• Try it:
Every line of the material that mentions the word "target" should be copied out.

──────── Material for this exercise

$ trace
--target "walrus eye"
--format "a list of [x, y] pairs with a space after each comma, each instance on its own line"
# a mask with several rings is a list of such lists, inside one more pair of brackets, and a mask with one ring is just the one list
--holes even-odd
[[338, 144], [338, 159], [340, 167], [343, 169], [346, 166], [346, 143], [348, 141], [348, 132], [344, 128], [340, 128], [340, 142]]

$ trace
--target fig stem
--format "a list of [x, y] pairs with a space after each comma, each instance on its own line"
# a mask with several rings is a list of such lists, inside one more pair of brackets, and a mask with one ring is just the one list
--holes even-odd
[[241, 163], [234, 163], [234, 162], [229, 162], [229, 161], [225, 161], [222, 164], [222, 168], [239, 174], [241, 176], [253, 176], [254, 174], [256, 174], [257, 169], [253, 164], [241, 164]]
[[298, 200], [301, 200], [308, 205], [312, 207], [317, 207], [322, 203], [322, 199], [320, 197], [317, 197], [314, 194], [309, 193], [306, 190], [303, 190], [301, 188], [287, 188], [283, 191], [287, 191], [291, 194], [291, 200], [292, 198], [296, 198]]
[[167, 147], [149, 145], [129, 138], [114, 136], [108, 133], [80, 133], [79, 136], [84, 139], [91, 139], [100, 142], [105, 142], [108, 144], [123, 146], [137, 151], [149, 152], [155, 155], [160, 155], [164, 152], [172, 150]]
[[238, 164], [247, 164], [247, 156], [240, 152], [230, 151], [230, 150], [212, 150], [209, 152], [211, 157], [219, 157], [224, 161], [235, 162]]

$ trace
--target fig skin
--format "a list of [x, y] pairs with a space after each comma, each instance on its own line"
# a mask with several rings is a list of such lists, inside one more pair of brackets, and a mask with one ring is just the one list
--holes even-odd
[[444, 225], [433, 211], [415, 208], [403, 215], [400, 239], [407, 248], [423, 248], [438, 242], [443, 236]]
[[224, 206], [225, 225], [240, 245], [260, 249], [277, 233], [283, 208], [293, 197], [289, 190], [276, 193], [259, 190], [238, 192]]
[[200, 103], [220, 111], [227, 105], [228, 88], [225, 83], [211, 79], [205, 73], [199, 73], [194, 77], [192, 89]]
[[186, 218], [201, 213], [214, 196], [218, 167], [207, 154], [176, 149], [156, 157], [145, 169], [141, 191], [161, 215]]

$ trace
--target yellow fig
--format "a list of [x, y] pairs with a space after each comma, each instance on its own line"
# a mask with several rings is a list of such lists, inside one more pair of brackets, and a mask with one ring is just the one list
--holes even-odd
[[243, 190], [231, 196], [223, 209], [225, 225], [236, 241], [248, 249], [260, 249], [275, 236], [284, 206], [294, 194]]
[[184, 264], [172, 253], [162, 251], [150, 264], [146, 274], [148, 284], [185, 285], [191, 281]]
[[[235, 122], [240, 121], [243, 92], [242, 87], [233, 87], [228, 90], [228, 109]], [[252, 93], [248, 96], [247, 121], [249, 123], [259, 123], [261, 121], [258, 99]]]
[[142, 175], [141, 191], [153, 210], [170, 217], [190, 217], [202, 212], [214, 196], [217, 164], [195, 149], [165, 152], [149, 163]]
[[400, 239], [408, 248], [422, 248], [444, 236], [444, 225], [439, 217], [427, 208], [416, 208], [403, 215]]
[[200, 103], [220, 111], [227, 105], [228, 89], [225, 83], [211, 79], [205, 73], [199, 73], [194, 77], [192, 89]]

────────────────

• Expected answer:
--target "walrus eye"
--target fig stem
--target fig skin
--target yellow fig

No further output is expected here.